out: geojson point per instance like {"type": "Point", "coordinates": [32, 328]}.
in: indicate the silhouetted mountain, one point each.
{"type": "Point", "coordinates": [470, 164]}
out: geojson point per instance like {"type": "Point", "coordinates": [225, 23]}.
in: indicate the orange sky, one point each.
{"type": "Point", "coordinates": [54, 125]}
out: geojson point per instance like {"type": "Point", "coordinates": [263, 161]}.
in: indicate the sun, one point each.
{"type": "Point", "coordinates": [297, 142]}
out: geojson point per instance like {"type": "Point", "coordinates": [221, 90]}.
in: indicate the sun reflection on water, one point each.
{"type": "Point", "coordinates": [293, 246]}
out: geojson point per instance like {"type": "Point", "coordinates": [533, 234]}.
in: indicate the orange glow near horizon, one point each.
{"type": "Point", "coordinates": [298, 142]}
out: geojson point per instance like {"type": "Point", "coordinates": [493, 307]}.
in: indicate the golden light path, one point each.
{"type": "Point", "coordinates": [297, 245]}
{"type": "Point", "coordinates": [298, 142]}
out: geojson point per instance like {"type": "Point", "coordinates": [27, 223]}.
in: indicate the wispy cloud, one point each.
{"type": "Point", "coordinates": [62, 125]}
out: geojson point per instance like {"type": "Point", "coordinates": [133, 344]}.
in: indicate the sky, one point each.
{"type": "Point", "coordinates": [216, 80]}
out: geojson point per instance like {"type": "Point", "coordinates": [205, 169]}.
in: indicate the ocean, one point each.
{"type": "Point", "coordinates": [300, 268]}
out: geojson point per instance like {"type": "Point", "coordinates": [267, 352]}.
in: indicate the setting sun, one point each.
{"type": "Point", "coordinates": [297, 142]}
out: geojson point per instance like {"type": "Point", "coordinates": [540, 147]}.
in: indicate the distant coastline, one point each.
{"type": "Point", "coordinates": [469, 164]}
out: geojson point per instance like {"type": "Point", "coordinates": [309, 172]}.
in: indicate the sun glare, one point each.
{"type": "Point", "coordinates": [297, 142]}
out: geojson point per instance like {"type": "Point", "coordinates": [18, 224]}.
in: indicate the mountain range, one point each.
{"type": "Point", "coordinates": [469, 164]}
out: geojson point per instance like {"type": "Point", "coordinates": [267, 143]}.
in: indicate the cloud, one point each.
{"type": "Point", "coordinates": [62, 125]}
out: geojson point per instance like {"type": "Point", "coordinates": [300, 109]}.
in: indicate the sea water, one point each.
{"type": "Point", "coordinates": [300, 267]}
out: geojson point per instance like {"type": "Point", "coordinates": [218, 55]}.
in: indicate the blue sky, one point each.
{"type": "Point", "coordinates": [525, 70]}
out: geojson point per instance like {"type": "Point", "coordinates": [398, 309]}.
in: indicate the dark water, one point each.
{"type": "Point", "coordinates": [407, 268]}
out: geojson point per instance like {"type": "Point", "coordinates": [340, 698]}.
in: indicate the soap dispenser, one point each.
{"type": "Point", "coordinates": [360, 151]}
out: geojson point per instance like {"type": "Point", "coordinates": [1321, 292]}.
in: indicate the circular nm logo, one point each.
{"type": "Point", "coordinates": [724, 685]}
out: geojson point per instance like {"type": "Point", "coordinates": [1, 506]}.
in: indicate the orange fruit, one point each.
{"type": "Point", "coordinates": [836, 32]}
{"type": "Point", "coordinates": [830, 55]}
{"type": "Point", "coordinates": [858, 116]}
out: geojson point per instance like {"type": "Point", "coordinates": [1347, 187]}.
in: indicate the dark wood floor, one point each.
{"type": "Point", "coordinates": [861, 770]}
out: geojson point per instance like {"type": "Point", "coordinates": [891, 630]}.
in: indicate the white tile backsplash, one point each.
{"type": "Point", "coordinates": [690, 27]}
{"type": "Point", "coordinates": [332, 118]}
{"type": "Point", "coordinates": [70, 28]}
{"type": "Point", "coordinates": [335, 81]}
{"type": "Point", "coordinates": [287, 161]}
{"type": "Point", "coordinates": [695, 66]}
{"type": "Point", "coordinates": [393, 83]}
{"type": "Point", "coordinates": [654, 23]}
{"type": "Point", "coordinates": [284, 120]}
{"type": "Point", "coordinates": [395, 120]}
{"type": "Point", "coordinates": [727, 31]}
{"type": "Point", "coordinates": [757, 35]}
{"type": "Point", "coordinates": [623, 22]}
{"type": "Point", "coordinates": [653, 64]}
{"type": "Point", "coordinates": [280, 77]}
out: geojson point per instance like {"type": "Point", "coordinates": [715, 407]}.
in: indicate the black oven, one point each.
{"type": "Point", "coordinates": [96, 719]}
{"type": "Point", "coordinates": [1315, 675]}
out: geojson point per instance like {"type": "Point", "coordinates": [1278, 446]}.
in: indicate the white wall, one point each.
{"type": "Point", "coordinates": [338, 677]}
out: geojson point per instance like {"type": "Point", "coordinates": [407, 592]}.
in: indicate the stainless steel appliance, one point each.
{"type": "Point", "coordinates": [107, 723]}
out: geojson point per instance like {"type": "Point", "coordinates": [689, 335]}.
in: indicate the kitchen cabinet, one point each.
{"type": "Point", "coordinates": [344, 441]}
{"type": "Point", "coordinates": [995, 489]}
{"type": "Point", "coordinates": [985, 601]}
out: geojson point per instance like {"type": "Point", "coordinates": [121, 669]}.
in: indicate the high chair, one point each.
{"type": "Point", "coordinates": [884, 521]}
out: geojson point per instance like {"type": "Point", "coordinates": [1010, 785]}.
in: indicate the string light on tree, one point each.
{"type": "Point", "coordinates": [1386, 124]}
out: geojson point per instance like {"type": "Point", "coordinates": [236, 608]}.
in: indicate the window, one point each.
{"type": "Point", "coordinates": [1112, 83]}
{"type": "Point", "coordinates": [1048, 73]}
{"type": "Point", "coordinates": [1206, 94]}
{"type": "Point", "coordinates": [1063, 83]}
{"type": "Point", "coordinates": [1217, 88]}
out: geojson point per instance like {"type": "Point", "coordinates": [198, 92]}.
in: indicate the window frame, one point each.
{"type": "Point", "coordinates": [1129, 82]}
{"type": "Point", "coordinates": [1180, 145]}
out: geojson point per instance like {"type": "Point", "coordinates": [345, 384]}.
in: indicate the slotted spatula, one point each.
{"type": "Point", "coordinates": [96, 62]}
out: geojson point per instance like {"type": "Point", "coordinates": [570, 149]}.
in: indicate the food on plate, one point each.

### REQUIREMENT
Faithfully reproduce all of the records, character for character.

### RESPONSE
out: geojson point per instance like {"type": "Point", "coordinates": [32, 328]}.
in: indicate the silhouetted mountain, one point each.
{"type": "Point", "coordinates": [470, 164]}
out: geojson point per instance like {"type": "Point", "coordinates": [225, 23]}.
in: indicate the orange sky, one point each.
{"type": "Point", "coordinates": [54, 125]}
out: geojson point per instance like {"type": "Point", "coordinates": [263, 161]}.
in: indicate the sun, one point each.
{"type": "Point", "coordinates": [297, 142]}
out: geojson point per instance like {"type": "Point", "coordinates": [221, 90]}.
in: indicate the sun reflection on water, one point each.
{"type": "Point", "coordinates": [293, 246]}
out: geojson point per instance like {"type": "Point", "coordinates": [533, 234]}.
in: indicate the orange glow near horizon, one point each.
{"type": "Point", "coordinates": [298, 142]}
out: geojson point per instance like {"type": "Point", "coordinates": [493, 307]}.
in: indicate the golden light path, one point each.
{"type": "Point", "coordinates": [297, 245]}
{"type": "Point", "coordinates": [298, 142]}
out: geojson point per instance like {"type": "Point", "coordinates": [27, 223]}.
in: indicate the wispy cloud, one point each.
{"type": "Point", "coordinates": [62, 125]}
out: geojson point per instance like {"type": "Point", "coordinates": [133, 344]}.
in: indicate the sky, one point each.
{"type": "Point", "coordinates": [216, 80]}
out: geojson point per instance like {"type": "Point", "coordinates": [205, 169]}.
in: indicate the ocean, one point each.
{"type": "Point", "coordinates": [300, 268]}
out: geojson point per instance like {"type": "Point", "coordinates": [267, 352]}.
in: indicate the setting sun, one point each.
{"type": "Point", "coordinates": [297, 142]}
out: geojson point per instance like {"type": "Point", "coordinates": [540, 147]}.
in: indicate the distant coastline, one point each.
{"type": "Point", "coordinates": [469, 164]}
out: geojson point per instance like {"type": "Point", "coordinates": [309, 172]}.
in: indicate the sun glare, one point each.
{"type": "Point", "coordinates": [297, 142]}
out: geojson point per instance like {"type": "Point", "coordinates": [18, 224]}.
in: indicate the mountain range, one point each.
{"type": "Point", "coordinates": [469, 164]}
out: geojson point per instance like {"type": "Point", "coordinates": [267, 143]}.
in: indicate the cloud, one point each.
{"type": "Point", "coordinates": [62, 125]}
out: geojson point per instance like {"type": "Point", "coordinates": [300, 109]}.
in: indicate the sea water, one point each.
{"type": "Point", "coordinates": [300, 267]}
out: geojson point per instance like {"type": "Point", "coordinates": [218, 55]}.
in: indicate the blue sky, one point each.
{"type": "Point", "coordinates": [525, 70]}
out: geojson point per instance like {"type": "Point", "coordinates": [398, 309]}.
in: indicate the dark water, one point each.
{"type": "Point", "coordinates": [407, 268]}
out: geojson point per instance like {"type": "Point", "coordinates": [340, 698]}.
in: indicate the soap dispenser, one point each.
{"type": "Point", "coordinates": [360, 151]}
out: geojson point per instance like {"type": "Point", "coordinates": [1321, 292]}.
in: indicate the circular nm logo, one point each.
{"type": "Point", "coordinates": [724, 685]}
out: geojson point per instance like {"type": "Point", "coordinates": [1, 506]}.
in: indicate the orange fruit, one point each.
{"type": "Point", "coordinates": [836, 32]}
{"type": "Point", "coordinates": [830, 55]}
{"type": "Point", "coordinates": [858, 116]}
out: geojson point per instance like {"type": "Point", "coordinates": [1347, 187]}.
in: indicate the dark wood floor, one point each.
{"type": "Point", "coordinates": [861, 770]}
out: geojson point per instance like {"type": "Point", "coordinates": [891, 630]}.
in: indicate the white tile backsplash, one point each.
{"type": "Point", "coordinates": [690, 27]}
{"type": "Point", "coordinates": [332, 118]}
{"type": "Point", "coordinates": [70, 28]}
{"type": "Point", "coordinates": [335, 81]}
{"type": "Point", "coordinates": [287, 161]}
{"type": "Point", "coordinates": [695, 66]}
{"type": "Point", "coordinates": [393, 83]}
{"type": "Point", "coordinates": [654, 23]}
{"type": "Point", "coordinates": [284, 120]}
{"type": "Point", "coordinates": [395, 120]}
{"type": "Point", "coordinates": [727, 31]}
{"type": "Point", "coordinates": [757, 35]}
{"type": "Point", "coordinates": [623, 22]}
{"type": "Point", "coordinates": [653, 64]}
{"type": "Point", "coordinates": [280, 77]}
out: geojson point per instance like {"type": "Point", "coordinates": [715, 407]}.
in: indicate the black oven, one point each.
{"type": "Point", "coordinates": [96, 719]}
{"type": "Point", "coordinates": [1315, 675]}
out: geojson point per instance like {"type": "Point", "coordinates": [1278, 446]}.
in: indicate the white wall, one point each.
{"type": "Point", "coordinates": [338, 677]}
out: geojson point per instance like {"type": "Point", "coordinates": [407, 592]}.
in: indicate the stainless steel appliance, one point each.
{"type": "Point", "coordinates": [107, 723]}
out: geojson point per instance like {"type": "Point", "coordinates": [689, 335]}.
in: indicate the kitchen cabinet, one point each.
{"type": "Point", "coordinates": [344, 441]}
{"type": "Point", "coordinates": [995, 489]}
{"type": "Point", "coordinates": [985, 601]}
out: geojson point per instance like {"type": "Point", "coordinates": [121, 669]}.
in: indicate the high chair, one point each.
{"type": "Point", "coordinates": [884, 521]}
out: geojson point per instance like {"type": "Point", "coordinates": [1010, 785]}.
in: indicate the string light on tree, one point each.
{"type": "Point", "coordinates": [1386, 124]}
out: geojson point per instance like {"type": "Point", "coordinates": [236, 608]}.
in: indicate the window, one point each.
{"type": "Point", "coordinates": [1112, 83]}
{"type": "Point", "coordinates": [1048, 73]}
{"type": "Point", "coordinates": [1206, 94]}
{"type": "Point", "coordinates": [1063, 83]}
{"type": "Point", "coordinates": [1217, 88]}
out: geojson point per instance like {"type": "Point", "coordinates": [198, 92]}.
in: indicate the window frame, one point each.
{"type": "Point", "coordinates": [1129, 82]}
{"type": "Point", "coordinates": [1180, 145]}
out: geojson point per instance like {"type": "Point", "coordinates": [345, 384]}.
in: indicate the slotted spatula, one point each.
{"type": "Point", "coordinates": [96, 62]}
out: geojson point per instance like {"type": "Point", "coordinates": [570, 149]}.
in: indicate the food on plate, one point each.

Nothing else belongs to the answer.